◆ LIGNES RÉPERTORIÉES ◆
-----
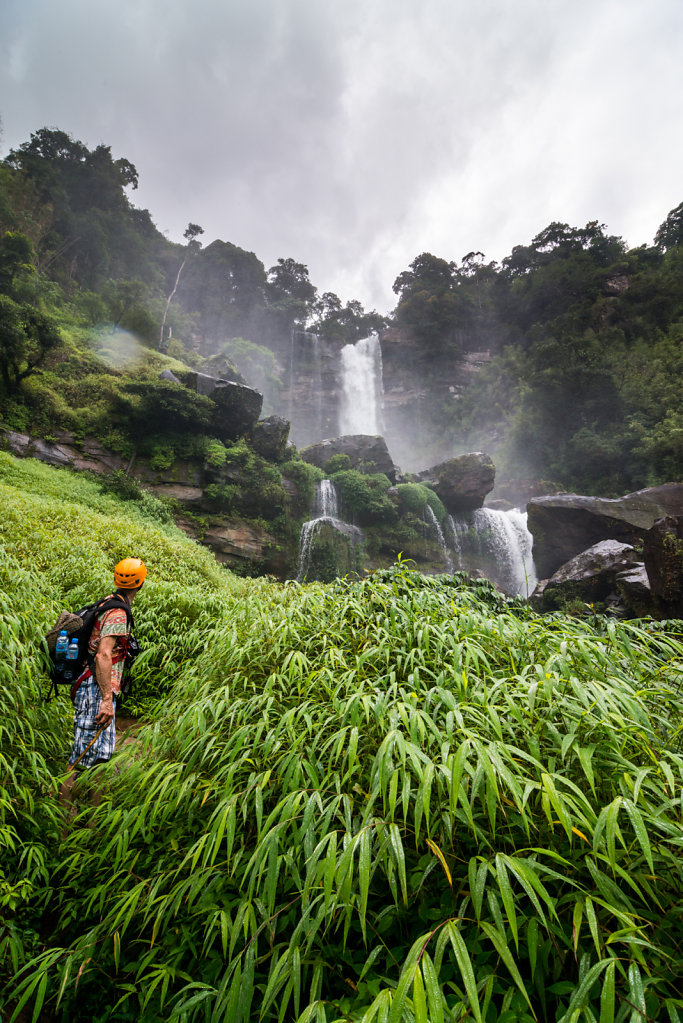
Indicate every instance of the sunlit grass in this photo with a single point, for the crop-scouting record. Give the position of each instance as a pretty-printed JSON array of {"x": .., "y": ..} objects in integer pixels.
-----
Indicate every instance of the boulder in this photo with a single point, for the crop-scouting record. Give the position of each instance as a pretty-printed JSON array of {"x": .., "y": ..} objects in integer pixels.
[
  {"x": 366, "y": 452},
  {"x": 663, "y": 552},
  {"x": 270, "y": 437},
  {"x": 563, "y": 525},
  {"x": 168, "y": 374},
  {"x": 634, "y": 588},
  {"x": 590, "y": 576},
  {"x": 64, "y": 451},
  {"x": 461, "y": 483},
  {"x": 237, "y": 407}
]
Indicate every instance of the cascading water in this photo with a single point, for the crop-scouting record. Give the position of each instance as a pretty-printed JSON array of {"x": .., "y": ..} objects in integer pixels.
-----
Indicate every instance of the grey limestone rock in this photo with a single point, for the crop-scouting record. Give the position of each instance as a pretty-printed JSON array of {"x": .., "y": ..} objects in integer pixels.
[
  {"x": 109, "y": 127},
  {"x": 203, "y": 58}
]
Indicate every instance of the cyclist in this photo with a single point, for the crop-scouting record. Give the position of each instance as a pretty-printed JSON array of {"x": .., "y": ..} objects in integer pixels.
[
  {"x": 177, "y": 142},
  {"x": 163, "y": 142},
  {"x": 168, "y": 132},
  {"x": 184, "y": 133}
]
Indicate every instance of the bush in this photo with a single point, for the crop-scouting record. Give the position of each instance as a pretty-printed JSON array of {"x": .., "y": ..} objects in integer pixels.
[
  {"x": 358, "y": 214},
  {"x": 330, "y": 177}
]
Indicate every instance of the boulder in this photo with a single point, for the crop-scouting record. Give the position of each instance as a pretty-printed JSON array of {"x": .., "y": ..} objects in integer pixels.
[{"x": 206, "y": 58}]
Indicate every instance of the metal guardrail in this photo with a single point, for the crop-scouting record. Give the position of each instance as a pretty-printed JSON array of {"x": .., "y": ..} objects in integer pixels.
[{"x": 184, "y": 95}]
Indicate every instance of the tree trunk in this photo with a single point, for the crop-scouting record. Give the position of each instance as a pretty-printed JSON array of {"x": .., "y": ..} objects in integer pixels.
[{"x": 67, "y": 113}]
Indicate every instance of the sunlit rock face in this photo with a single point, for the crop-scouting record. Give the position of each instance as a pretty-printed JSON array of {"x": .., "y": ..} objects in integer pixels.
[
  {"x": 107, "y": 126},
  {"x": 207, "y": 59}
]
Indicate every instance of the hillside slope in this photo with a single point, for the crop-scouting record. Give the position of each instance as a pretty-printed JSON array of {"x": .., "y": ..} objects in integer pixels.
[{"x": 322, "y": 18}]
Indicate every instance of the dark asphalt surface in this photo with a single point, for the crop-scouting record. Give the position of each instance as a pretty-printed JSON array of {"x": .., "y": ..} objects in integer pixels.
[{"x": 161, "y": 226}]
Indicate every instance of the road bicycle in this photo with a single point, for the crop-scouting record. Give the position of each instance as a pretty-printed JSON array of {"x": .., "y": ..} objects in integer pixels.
-----
◆ ÉNONCÉ ◆
Recopiez intégralement toutes les lignes, de celle qui contient « Indicate every instance of the bush » jusqu'à celle qui contient « Indicate every instance of the road », bornes incluses. Augmentez de 5 chaque coordonnée figurant dans les réponses.

◆ EXERCICE CORRIGÉ ◆
Indicate every instance of the bush in this photo with a single point, for the crop-scouting record. Give the position of each instance as a pretty-printed JSON array of {"x": .., "y": ..} objects in integer pixels.
[
  {"x": 363, "y": 219},
  {"x": 335, "y": 182}
]
Indicate every instance of the boulder in this photo with a single point, for the crop-scouting record. Give the position of each instance as a pretty-printed JSON array of {"x": .., "y": ..} objects in integer pixels.
[{"x": 211, "y": 63}]
Indicate every instance of the metal guardrail in this photo with a single point, for the crop-scouting record. Give the position of each instance as a pretty-printed JSON array of {"x": .., "y": ..} objects in integer pixels.
[{"x": 189, "y": 100}]
Indicate every instance of the tree trunk in this photo with a single point, for the crop-scouting record. Give the position of each instance as a pretty-printed JSON array of {"x": .., "y": ..} objects in integer pixels.
[{"x": 72, "y": 118}]
Indicate every instance of the sunlit rock face in this photo with a single point, for the crop-scouting record. Give the position of each instance as a pretty-printed JSON array of {"x": .., "y": ..} objects in integer pixels.
[
  {"x": 112, "y": 131},
  {"x": 212, "y": 64}
]
Indicate every instance of the hillside slope in this photo with a single point, for the crop-scouting record. Give the position of each instance as a pretty-printed JSON array of {"x": .., "y": ..} objects in integer pixels.
[{"x": 327, "y": 23}]
Indicate every instance of the dark asphalt surface in this photo with a single point, for the crop-scouting record. Give the position of each instance as a pretty-printed JSON array of {"x": .., "y": ..} objects in integer pixels.
[{"x": 166, "y": 231}]
Indicate every instance of the road bicycle in this photo with a single point, for the crop-scouting record. Give the position of each instance as a pretty-printed JSON array of {"x": .., "y": ..} objects in integer pixels.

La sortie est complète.